**TASK BRIEF**
Scale the records from the line containing "Target: asphalt road" through the end of the records, both ends included. Write out only those lines in full, requests included, with every coordinate in the answers multiplied by 1.85 and rounded to a whole number, halves rounding up.

++++ ENTRIES SUPPLIED

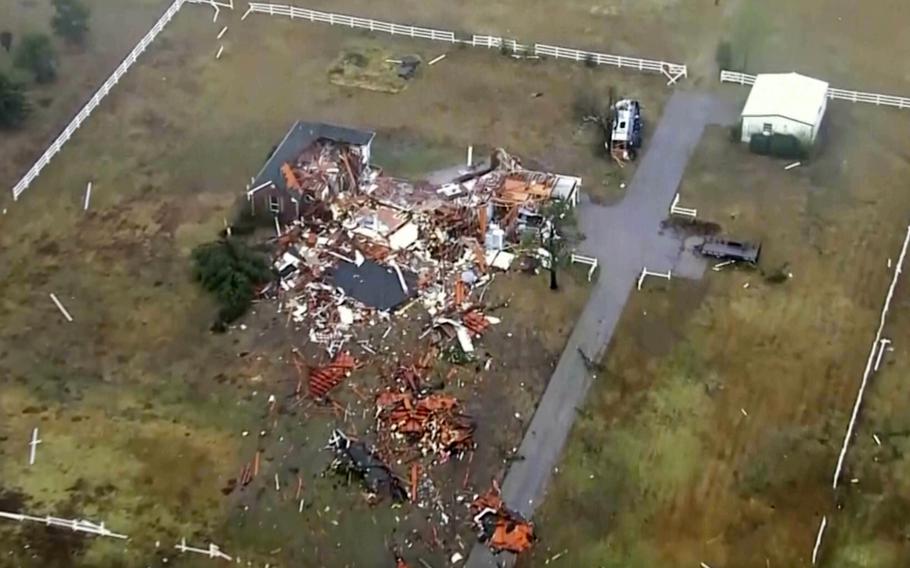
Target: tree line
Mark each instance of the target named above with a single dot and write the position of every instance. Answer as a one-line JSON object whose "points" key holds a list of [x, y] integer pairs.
{"points": [[35, 56]]}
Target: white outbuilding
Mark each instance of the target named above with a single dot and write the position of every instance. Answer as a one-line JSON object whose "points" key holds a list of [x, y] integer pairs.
{"points": [[785, 103]]}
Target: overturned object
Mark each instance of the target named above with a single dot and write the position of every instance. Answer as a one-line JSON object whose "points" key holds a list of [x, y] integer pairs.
{"points": [[358, 459], [499, 527], [729, 249]]}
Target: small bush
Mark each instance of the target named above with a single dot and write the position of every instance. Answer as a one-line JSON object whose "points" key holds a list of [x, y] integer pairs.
{"points": [[230, 270], [724, 56], [760, 144], [6, 40], [70, 20], [14, 106], [36, 54]]}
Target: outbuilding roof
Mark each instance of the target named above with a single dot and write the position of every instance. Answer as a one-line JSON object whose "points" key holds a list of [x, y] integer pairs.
{"points": [[298, 139], [788, 95]]}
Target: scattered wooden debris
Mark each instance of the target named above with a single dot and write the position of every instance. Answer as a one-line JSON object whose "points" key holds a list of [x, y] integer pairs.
{"points": [[60, 307]]}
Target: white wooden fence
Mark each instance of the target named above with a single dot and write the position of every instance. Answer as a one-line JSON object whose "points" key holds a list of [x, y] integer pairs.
{"points": [[836, 94], [294, 12], [876, 345], [93, 102], [673, 71]]}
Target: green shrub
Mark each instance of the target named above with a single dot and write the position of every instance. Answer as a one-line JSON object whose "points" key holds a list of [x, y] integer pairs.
{"points": [[14, 106], [231, 271], [70, 20], [36, 54], [760, 144], [724, 56]]}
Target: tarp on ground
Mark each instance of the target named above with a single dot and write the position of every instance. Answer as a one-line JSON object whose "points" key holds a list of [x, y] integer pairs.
{"points": [[375, 285]]}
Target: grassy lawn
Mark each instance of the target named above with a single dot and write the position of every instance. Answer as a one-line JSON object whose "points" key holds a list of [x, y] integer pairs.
{"points": [[713, 435], [115, 27]]}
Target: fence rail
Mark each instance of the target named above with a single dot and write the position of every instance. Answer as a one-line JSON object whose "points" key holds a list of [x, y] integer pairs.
{"points": [[330, 18], [93, 102], [835, 94], [673, 71]]}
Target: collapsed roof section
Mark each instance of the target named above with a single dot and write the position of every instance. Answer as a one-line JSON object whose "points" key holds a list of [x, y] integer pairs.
{"points": [[354, 243], [304, 136]]}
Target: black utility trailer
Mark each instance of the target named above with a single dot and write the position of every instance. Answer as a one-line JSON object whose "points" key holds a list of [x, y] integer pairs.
{"points": [[729, 249]]}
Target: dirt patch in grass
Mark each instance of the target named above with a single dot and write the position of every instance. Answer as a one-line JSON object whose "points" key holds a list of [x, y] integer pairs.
{"points": [[367, 68]]}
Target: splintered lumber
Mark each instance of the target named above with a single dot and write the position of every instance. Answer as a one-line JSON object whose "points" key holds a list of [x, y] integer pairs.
{"points": [[476, 322], [290, 178], [60, 307], [415, 479], [460, 292], [482, 220]]}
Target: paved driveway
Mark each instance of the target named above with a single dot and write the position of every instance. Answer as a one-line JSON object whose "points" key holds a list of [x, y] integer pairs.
{"points": [[624, 237]]}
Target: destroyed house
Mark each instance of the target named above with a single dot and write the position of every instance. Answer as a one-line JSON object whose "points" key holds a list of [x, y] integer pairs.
{"points": [[313, 161]]}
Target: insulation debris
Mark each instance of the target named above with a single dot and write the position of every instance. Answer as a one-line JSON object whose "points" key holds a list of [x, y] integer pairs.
{"points": [[355, 245]]}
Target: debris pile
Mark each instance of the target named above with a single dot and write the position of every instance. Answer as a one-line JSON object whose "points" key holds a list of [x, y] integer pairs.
{"points": [[499, 527], [356, 459], [323, 379], [364, 245], [432, 423], [355, 250]]}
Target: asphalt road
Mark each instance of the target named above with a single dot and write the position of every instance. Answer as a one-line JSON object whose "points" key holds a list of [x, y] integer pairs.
{"points": [[624, 237]]}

++++++++

**FINAL ANSWER**
Target: asphalt road
Mark each instance of the target named above with a single dot and write the position of every instance. Answer as a one-line JSON object whose "points" key holds a list of [x, y] integer pairs.
{"points": [[1154, 438]]}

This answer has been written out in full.